The Management Standards approach suggests using a survey as one (but not the only) useful source of information on whether work related stress appears to be a potential problem for your workforce and, if so, who is likely to be affected and how.

Individual perceptions play an important role in predicting stress related ill health. Gathering the opinions of employees can be a useful indicator of the health of your organisation, and potential sources of work related stress.

The HSE Management Standards Indicator Tool

The HSE Management Standards includes a survey tool, called the HSE Management Standards Indicator Tool that can be distributed to all employees.

The survey consists of 35 items that ask about 'working conditions' known to be potential causes of work related stress. These working conditions correspond to the six stressors of the Management Standards. The employee answers according to how they feel about these aspects of their work.

All responses can then be compiled into an Excel-based analysis tool, the HSE Management Standards Analysis Tool [XLS, 4MB].

The tool computes an average figure for each of the six Management Standards for all respondents or particular sub-groups. The tool uses standard Excel functions to cut the survey results using demographic category data that were collected from employees who completed the Indicator Tool questionnaire.

You can also use the Management Standards survey tools as part of a customised 'pick and mix' approach. The ways in which you can do this are described in the HSE Management Standards Indicator Tool manual .
::::
*Questions on the material*:
(a) Translate this sentence from the text on the HSE stress survey tools into Spanish: "Individual perceptions play an important role in predicting stress related ill health."
(b) Resume the text on the HSE stress survey tools after its final sentence.

Records from a dataset:
::::
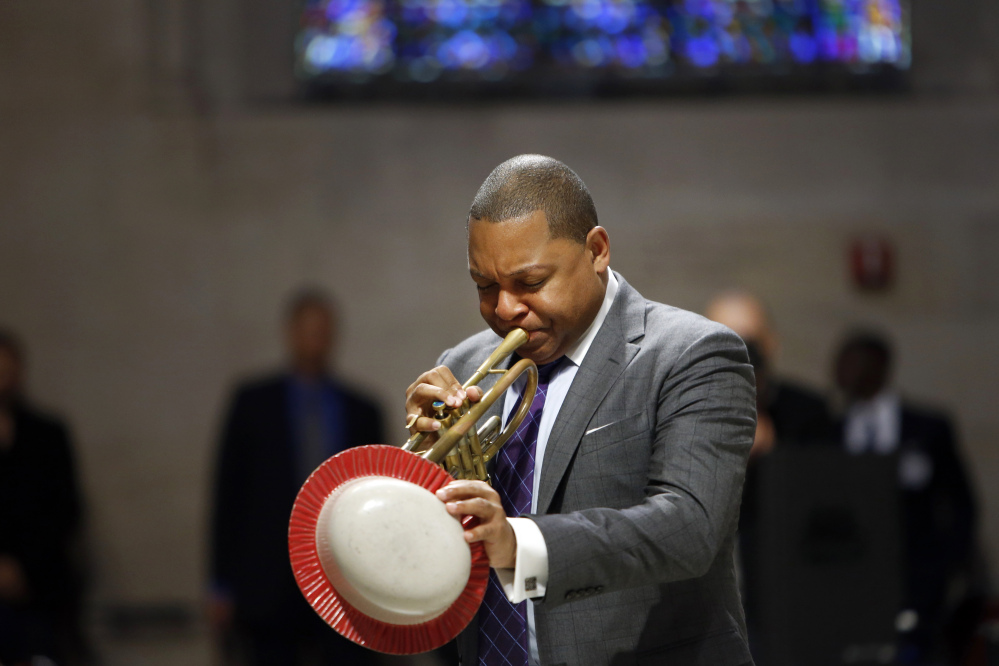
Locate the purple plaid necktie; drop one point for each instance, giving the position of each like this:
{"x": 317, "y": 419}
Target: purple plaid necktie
{"x": 503, "y": 639}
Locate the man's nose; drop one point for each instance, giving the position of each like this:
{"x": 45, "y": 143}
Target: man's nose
{"x": 509, "y": 307}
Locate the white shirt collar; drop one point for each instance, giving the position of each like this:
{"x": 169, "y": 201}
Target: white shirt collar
{"x": 874, "y": 425}
{"x": 577, "y": 352}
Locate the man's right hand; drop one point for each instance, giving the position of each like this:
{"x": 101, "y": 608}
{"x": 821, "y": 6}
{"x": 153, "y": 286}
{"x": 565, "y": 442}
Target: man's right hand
{"x": 433, "y": 385}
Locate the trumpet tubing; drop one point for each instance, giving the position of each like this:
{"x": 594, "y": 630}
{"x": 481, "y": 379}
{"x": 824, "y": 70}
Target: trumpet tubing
{"x": 462, "y": 450}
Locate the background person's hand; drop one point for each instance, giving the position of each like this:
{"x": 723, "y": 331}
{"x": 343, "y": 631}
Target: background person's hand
{"x": 477, "y": 498}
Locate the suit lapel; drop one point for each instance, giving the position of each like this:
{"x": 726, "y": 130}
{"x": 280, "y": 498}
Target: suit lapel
{"x": 611, "y": 352}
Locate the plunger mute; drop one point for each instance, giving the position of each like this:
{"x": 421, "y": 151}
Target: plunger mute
{"x": 392, "y": 550}
{"x": 378, "y": 556}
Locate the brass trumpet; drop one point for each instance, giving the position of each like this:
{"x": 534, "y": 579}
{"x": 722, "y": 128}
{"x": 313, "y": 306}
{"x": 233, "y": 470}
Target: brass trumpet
{"x": 460, "y": 449}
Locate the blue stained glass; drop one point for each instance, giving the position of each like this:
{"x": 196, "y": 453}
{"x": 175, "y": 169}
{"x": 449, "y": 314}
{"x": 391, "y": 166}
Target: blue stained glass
{"x": 425, "y": 40}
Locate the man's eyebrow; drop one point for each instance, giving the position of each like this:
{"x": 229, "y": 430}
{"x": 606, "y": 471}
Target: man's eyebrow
{"x": 519, "y": 271}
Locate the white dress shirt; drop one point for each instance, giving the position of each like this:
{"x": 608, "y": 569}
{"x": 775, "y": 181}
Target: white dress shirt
{"x": 530, "y": 577}
{"x": 874, "y": 426}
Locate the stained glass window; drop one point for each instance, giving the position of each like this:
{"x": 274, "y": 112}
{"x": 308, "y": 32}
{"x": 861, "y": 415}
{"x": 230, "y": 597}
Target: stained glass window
{"x": 495, "y": 40}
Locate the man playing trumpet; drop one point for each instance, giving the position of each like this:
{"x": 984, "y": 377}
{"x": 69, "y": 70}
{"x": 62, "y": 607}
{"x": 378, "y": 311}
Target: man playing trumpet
{"x": 613, "y": 508}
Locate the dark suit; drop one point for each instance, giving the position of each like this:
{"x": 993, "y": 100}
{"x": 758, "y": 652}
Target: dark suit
{"x": 39, "y": 518}
{"x": 639, "y": 493}
{"x": 257, "y": 481}
{"x": 938, "y": 518}
{"x": 800, "y": 415}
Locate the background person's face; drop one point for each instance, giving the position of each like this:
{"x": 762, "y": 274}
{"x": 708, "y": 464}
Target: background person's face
{"x": 551, "y": 288}
{"x": 310, "y": 338}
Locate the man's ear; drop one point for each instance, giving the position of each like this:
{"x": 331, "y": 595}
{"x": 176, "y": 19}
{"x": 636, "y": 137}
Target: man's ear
{"x": 598, "y": 247}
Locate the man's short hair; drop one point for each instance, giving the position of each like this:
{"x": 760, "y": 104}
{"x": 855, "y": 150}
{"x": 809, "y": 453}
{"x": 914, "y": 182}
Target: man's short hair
{"x": 307, "y": 298}
{"x": 528, "y": 183}
{"x": 871, "y": 342}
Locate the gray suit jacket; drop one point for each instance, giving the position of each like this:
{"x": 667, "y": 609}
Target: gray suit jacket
{"x": 639, "y": 515}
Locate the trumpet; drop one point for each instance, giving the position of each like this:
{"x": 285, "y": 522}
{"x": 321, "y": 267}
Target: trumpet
{"x": 461, "y": 450}
{"x": 366, "y": 525}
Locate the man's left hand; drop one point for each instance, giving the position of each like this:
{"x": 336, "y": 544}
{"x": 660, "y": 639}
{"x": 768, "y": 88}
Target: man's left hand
{"x": 476, "y": 498}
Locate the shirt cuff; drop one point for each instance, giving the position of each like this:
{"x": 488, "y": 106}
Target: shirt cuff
{"x": 530, "y": 576}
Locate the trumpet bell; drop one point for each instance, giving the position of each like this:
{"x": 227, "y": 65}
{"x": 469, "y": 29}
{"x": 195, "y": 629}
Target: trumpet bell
{"x": 378, "y": 557}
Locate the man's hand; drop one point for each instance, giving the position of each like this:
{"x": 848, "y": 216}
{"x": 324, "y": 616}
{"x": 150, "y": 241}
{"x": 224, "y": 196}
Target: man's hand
{"x": 436, "y": 384}
{"x": 476, "y": 498}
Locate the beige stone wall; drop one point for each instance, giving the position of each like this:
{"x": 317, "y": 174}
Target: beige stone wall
{"x": 146, "y": 247}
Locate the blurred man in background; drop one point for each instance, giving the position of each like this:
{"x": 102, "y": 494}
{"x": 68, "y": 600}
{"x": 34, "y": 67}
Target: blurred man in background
{"x": 938, "y": 512}
{"x": 278, "y": 430}
{"x": 787, "y": 411}
{"x": 40, "y": 586}
{"x": 787, "y": 414}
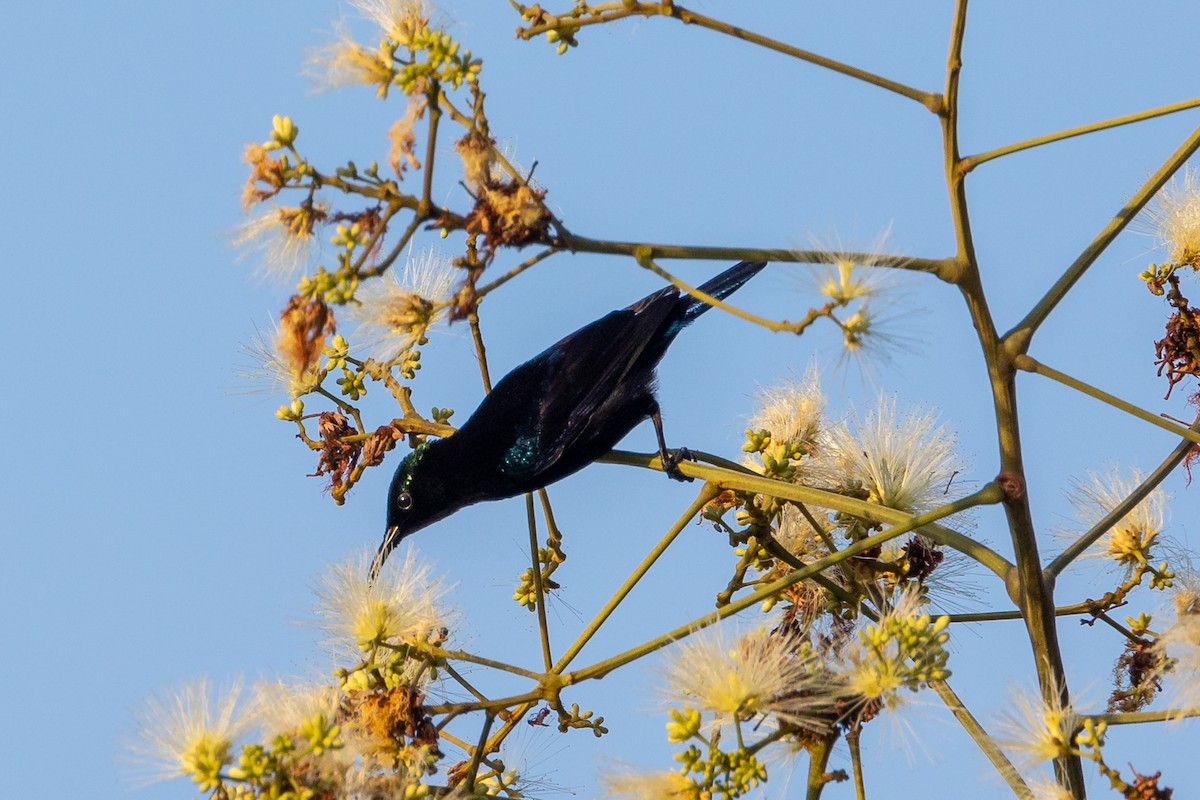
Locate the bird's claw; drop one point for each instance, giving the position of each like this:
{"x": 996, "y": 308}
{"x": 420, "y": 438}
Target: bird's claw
{"x": 671, "y": 459}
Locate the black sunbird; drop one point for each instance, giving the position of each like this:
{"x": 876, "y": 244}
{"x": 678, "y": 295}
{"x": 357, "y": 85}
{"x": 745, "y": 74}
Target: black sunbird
{"x": 553, "y": 415}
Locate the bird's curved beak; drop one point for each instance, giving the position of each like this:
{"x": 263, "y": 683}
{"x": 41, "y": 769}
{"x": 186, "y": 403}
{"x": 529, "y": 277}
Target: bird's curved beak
{"x": 389, "y": 543}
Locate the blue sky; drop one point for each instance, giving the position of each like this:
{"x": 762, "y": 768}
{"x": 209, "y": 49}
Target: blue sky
{"x": 157, "y": 519}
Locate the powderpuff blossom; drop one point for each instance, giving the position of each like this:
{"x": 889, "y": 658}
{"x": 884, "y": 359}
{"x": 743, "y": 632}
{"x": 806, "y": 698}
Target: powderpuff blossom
{"x": 282, "y": 236}
{"x": 904, "y": 650}
{"x": 1132, "y": 537}
{"x": 791, "y": 413}
{"x": 648, "y": 786}
{"x": 1175, "y": 218}
{"x": 1037, "y": 731}
{"x": 397, "y": 313}
{"x": 191, "y": 733}
{"x": 905, "y": 461}
{"x": 756, "y": 674}
{"x": 1181, "y": 644}
{"x": 403, "y": 605}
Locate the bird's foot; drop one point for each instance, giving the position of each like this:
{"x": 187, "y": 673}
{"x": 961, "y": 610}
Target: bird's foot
::::
*Answers provided*:
(a) Las percepciones individuales desempeñan un papel importante en la predicción de los problemas de salud relacionados con el estrés.

(b)
If you plan to use your own surveys

You may like to use your own annual employee surveys or your own specific survey of working conditions to investigate whether work related stress is likely to be a problem for your workforce and, if so, who is likely to be harmed and how.

If you do plan to do this, you need to:

  • Assess whether your survey covers all the relevant areas that are potential causes of stress for your workforce, eg which questions cover each of the six Management Standard areas?
  • Identify if there are gaps – Do you need to add additional questions? Or could you gather information about these areas in different ways, eg by discussing them with your employees?

Whether you use your own survey approach or the HSE Management Standards survey approach, the next step, communicating the results, is equally important.

How to communicate your findings

Once you have conducted and analysed your survey it is important to accurately communicate the findings to the board, the workforce and their representatives.

A survey is only the start of the risk assessment process and a broad indicator of the situation in an organisation. It is intended to provide a starting point rather than giving a clear diagnosis of all the likely sources of work related stress.

If there are areas that require action, these can form the basis of discussions with focus groups and a useful guide for future actions.

You should not use surveys in isolation but with other sources of information to give you a more informed picture.

Be sure to keep managers, staff representatives, trade unions and employees fully consulted and informed throughout the survey process so that the figures do not come as a shock.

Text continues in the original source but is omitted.